-- Exercise prompt --
Pick out each line below that contains the word "query", and copy every such line.

(Point labeling examples)
↓↓↓
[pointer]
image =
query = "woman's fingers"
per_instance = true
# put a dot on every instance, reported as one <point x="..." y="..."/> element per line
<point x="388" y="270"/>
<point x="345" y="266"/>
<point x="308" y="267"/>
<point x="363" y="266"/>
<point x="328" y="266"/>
↑↑↑
↓↓↓
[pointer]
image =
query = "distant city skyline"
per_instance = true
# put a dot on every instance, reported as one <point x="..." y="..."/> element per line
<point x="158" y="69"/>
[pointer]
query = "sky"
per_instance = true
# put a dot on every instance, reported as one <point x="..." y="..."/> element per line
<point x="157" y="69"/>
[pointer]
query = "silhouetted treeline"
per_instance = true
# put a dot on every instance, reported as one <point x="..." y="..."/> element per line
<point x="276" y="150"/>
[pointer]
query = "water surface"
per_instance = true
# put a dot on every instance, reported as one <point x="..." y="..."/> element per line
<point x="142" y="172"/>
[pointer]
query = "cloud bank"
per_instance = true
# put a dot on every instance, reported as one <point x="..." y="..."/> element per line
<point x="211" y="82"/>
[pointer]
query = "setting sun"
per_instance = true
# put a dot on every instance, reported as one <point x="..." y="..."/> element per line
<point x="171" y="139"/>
↑↑↑
-- Problem solution --
query = "woman's fingers"
query = "distant city skyline"
query = "sky"
query = "silhouetted treeline"
query = "water surface"
query = "cloud bank"
query = "setting sun"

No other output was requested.